Rewrite everything from the line containing "Can you find the bicycle handlebar" down through the end of the records, renaming "gravel driveway" to "stone path" and leaving all else unchanged.

## Start Data

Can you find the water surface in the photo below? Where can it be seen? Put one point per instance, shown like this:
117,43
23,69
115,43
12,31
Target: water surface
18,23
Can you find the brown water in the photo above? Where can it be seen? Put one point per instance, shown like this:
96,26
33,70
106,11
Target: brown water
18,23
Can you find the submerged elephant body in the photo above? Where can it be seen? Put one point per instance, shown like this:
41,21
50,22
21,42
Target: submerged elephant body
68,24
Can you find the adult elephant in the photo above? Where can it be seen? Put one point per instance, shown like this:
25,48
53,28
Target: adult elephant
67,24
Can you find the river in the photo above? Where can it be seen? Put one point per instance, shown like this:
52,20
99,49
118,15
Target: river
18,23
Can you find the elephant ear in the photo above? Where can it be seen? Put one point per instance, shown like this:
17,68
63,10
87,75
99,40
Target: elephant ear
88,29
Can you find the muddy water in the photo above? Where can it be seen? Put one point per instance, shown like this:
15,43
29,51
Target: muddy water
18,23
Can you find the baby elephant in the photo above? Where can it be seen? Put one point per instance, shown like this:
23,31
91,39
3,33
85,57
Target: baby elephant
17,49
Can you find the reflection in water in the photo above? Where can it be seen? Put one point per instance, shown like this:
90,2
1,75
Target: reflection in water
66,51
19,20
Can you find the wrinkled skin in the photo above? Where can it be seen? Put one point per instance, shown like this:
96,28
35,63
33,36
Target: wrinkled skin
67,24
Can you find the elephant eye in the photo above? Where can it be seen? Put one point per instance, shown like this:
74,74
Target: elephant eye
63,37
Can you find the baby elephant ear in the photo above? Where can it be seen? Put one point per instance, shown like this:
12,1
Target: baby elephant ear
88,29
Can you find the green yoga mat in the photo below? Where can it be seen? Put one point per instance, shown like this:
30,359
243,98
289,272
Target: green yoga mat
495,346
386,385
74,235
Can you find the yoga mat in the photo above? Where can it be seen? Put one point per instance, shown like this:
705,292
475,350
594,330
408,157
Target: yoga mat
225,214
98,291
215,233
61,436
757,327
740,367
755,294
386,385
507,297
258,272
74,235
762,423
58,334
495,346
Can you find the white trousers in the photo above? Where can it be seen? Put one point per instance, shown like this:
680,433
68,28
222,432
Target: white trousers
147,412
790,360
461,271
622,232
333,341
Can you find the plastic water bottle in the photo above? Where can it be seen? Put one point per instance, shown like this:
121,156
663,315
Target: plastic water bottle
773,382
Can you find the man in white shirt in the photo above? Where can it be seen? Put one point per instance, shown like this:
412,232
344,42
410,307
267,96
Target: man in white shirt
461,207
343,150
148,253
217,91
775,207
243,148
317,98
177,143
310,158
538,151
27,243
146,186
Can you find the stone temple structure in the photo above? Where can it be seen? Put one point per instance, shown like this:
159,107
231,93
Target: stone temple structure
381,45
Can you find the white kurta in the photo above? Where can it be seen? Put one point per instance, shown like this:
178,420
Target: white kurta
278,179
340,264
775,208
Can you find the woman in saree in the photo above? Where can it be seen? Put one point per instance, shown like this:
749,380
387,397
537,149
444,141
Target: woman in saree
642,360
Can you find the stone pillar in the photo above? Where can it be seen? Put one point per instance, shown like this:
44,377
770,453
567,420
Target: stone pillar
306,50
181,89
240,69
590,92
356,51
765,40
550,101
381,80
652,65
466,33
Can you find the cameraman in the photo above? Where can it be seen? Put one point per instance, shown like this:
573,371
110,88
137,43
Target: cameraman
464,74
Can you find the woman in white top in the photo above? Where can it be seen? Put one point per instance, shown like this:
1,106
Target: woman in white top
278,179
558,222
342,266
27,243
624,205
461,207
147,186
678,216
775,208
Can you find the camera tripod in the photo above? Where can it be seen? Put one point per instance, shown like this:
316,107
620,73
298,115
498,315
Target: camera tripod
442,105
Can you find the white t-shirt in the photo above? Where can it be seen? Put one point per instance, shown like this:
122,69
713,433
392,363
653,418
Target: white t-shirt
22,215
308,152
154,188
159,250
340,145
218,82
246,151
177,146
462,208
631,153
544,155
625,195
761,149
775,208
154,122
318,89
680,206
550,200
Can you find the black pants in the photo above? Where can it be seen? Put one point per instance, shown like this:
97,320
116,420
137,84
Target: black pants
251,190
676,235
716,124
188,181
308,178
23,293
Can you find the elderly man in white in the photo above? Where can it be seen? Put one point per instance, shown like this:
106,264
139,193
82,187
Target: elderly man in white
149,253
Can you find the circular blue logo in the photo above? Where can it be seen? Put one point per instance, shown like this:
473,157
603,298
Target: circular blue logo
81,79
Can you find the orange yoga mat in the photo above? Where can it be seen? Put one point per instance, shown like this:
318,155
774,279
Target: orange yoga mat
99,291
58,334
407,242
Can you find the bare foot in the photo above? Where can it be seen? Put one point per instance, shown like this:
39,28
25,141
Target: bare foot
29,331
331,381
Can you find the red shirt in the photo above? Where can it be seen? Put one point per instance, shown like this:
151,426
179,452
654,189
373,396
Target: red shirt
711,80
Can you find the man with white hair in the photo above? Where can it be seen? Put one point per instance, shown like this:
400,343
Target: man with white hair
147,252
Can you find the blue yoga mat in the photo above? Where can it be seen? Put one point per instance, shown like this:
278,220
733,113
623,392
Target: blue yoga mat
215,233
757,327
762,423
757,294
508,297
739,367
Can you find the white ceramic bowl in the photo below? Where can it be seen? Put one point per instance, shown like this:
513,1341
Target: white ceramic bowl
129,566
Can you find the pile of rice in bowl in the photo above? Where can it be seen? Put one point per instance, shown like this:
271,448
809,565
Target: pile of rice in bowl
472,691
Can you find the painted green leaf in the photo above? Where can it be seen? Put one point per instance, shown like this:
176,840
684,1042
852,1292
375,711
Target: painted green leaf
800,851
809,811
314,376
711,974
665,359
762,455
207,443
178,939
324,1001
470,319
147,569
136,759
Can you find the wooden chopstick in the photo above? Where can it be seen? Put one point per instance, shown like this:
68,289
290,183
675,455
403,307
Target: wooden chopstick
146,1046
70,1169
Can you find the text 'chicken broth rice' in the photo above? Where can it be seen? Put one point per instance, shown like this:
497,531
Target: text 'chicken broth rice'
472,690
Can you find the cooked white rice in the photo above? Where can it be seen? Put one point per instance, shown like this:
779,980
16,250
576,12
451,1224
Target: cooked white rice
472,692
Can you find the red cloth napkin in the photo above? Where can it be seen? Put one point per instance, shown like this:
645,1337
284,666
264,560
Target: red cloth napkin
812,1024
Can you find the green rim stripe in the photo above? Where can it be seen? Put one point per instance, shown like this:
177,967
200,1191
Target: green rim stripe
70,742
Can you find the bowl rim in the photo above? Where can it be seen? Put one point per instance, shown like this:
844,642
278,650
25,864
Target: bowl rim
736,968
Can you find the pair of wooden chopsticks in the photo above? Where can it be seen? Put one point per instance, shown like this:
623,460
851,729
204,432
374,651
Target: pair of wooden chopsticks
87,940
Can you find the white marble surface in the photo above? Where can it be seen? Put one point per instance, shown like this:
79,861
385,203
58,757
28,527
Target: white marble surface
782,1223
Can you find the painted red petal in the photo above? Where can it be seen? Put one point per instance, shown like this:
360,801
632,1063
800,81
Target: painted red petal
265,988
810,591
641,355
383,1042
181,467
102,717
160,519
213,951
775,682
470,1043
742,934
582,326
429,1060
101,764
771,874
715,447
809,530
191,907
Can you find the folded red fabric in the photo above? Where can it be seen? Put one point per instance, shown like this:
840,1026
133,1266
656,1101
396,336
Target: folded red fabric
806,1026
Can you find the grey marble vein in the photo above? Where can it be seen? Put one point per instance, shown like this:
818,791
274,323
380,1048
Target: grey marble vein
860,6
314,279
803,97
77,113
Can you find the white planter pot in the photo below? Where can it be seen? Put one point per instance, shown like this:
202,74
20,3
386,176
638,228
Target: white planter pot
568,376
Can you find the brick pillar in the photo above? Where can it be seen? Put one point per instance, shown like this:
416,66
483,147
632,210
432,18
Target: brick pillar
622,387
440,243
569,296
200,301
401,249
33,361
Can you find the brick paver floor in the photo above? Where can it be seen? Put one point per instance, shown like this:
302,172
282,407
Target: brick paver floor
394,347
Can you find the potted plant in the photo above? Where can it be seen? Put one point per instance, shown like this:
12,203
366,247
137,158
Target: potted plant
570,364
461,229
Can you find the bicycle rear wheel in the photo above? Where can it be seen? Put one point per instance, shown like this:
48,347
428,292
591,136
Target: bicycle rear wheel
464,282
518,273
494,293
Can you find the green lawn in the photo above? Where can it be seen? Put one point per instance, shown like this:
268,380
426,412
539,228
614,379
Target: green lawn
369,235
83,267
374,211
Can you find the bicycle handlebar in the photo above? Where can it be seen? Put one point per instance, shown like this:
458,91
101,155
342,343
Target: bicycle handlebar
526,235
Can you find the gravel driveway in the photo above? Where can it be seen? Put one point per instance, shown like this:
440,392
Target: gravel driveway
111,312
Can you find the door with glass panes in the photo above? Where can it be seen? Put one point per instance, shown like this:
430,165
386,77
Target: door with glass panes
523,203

## End Data

§ Response to this task:
Can you find the bicycle handlebar in the photo above? Where can it be seen? Put one point per instance, shown like this:
458,91
101,155
342,343
Target: bicycle handlebar
526,235
Can you find the stone path in the photo above? Where can it be seen? Put one point per instance, shown like this:
440,392
Target: stone path
111,312
Can you find the door with glass panes in the photo above? Where can it be seen? Put one point per instance, shown like this:
430,165
386,77
Target: door with glass panes
523,203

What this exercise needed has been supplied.